→ Work item
Each entry below is to be reproduced exactly, though any pictures it holds must be omitted.

→ Data provided
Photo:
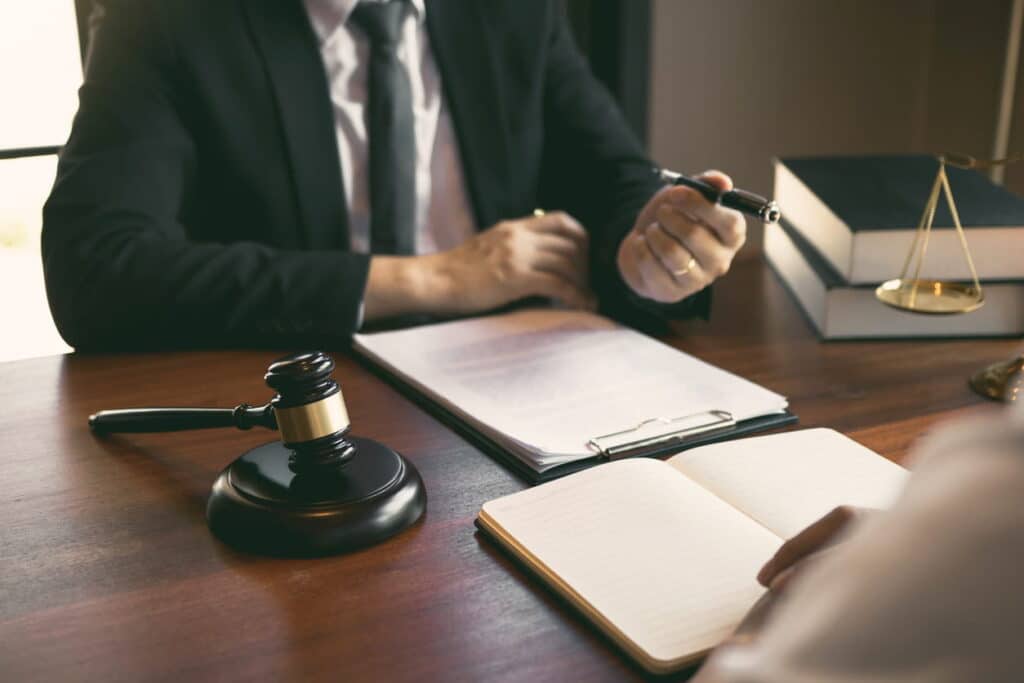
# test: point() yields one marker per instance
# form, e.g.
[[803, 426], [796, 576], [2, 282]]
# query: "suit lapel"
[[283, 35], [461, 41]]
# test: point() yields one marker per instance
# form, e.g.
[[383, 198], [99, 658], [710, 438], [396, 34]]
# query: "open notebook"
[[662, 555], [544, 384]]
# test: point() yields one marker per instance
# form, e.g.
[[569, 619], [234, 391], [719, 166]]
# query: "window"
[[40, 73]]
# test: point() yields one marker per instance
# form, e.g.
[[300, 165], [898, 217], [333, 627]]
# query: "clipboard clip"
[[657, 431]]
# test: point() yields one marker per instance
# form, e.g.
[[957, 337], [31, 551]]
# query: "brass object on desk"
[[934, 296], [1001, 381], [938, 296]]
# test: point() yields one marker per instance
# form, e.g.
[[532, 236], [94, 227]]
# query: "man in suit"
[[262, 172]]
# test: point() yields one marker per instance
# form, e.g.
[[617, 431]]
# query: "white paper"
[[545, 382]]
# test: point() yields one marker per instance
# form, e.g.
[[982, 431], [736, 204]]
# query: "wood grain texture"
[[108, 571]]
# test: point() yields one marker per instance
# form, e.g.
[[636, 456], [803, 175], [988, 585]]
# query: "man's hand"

→ Written reply
Photo:
# test: point() yields one marker per instance
# form, e.g.
[[803, 426], [796, 576], [2, 282]]
# query: "suit lapel"
[[283, 35], [461, 41]]
# test: point() yields one marker per instance
# form, e.g.
[[383, 198], [99, 658], [710, 438], [396, 34]]
# query: "open notebook"
[[662, 555], [544, 384]]
# test: point() yields one marker per instance
# form, e.g.
[[569, 619], [234, 391], [719, 166]]
# query: "window"
[[40, 73]]
# test: point() yields one marker per instance
# form, e.g.
[[300, 165], [898, 217], [333, 627]]
# query: "clipboard clip"
[[657, 431]]
# test: point() yields one marker per instance
# form, e.g.
[[957, 337], [31, 551]]
# query: "brass object on desk"
[[934, 296], [1001, 381], [938, 296]]
# test: point() yields one marker per instance
# form, e.g.
[[532, 236], [94, 227]]
# query: "man in suit"
[[262, 172]]
# test: point() yields one marker per instance
# form, e.g.
[[617, 431]]
# query: "white paper"
[[545, 382]]
# test: point() yields one marker per instance
# form, e.g.
[[982, 431], [736, 204]]
# query: "wood grain texture"
[[108, 571]]
# test: point() yields one marker per instance
# form, e.g.
[[636, 456], [803, 175], [988, 585]]
# query: "man's hand"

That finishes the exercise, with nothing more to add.